— Text to read —
On July 10 Paul Klebnikov, the chief editor of the Russian
edition of Forbes magazine, was shot at point-blank range by a hired killer
in Moscow. Almost one year earlier, on July 3, 2003, another journalist,
Yuri Shchekochikhin, deputy editor of the Russian newspaper Novaya gazeta
and a member of State Duma, also tragically died in Moscow. The overwhelming
amount of indirect evidence suggests that his death was the result of poisoning,
using experimental lethal chemicals that are available only at top-secret
laboratories (See EDM, July 6).
However, the authorities refused to launch an investigation into Shchekochikhin's
death, instead officially sealing all materials related to this case.
As Novaya gazeta wrote on the anniversary of his death, "Throughout
his life Yuri Shchekochikhin revealed Russian government secrets that
were important to society, and the Russian government made his death a
secret." In the months before his death, Shchekochikhin was deep
into an investigation of the furniture-store chain Tri Kita (Three Whales),
which he revealed to be controlled by Russian security officials. High-ranking
Federal Security Service (FSB) generals used the chain to launder tens
of millions of dollars, and their activities extended to the now infamous
Bank of New York, which has been implicated in other schemes. Shchekochikhin's
death was not the first one related to the Three Whales network; there
have been a series of mysterious deaths and murders linked to the operation.

— Exercise instructions —
a. In the text on the two Moscow journalists, which furniture-store chain was Shchekochikhin investigating in the months before he died?
b. Reproduce word for word the part of the text on the two Moscow journalists between "On July 10 Paul" and "EDM, July 6).", inclusive.

(Collected data)
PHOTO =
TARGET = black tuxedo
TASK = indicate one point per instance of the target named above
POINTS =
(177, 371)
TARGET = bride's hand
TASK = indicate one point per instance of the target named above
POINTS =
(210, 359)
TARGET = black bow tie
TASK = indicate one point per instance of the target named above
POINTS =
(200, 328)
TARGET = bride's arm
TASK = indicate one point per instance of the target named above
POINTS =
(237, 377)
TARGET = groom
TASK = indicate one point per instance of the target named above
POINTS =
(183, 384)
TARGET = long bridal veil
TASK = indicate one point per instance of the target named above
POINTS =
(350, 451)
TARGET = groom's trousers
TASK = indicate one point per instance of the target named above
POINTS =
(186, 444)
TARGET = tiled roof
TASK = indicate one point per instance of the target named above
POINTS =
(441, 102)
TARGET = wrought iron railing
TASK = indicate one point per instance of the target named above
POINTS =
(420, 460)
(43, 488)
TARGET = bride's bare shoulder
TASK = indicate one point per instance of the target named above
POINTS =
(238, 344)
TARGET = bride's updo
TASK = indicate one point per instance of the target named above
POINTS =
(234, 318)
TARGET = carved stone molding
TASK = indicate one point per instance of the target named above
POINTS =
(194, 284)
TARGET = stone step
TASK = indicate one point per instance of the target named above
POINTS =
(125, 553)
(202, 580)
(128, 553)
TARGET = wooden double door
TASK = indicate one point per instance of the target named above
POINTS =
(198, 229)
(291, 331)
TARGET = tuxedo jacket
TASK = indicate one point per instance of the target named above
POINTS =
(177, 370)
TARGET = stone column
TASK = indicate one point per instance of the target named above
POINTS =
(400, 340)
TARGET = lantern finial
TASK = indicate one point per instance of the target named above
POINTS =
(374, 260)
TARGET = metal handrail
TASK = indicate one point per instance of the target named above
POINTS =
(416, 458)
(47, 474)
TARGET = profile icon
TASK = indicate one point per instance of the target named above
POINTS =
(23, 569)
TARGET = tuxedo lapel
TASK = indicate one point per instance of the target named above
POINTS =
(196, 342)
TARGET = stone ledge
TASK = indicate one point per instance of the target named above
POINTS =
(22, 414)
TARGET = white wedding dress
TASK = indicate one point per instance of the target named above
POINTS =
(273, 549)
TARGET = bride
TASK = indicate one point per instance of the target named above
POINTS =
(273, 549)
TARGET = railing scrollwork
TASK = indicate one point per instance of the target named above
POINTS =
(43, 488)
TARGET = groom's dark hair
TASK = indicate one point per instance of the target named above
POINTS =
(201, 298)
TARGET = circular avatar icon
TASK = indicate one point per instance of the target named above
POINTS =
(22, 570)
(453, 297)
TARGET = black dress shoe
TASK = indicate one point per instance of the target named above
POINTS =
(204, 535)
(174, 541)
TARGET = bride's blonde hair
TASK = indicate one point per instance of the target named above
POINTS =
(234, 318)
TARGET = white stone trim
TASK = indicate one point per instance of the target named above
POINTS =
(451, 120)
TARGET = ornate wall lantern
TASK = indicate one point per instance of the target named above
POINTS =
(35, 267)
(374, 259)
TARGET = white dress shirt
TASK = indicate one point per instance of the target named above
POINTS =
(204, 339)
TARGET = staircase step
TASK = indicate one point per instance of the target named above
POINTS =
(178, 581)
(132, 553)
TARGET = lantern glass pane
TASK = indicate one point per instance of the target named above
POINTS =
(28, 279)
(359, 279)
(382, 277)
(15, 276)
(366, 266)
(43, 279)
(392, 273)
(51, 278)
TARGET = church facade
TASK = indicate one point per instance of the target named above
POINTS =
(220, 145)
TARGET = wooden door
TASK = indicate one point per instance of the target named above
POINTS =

— List of solutions —
a. Tri Kita (Three Whales).

b.
On July 10 Paul Klebnikov, the chief editor of the Russian
edition of Forbes magazine, was shot at point-blank range by a hired killer
in Moscow. Almost one year earlier, on July 3, 2003, another journalist,
Yuri Shchekochikhin, deputy editor of the Russian newspaper Novaya gazeta
and a member of State Duma, also tragically died in Moscow. The overwhelming
amount of indirect evidence suggests that his death was the result of poisoning,
using experimental lethal chemicals that are available only at top-secret
laboratories (See EDM, July 6).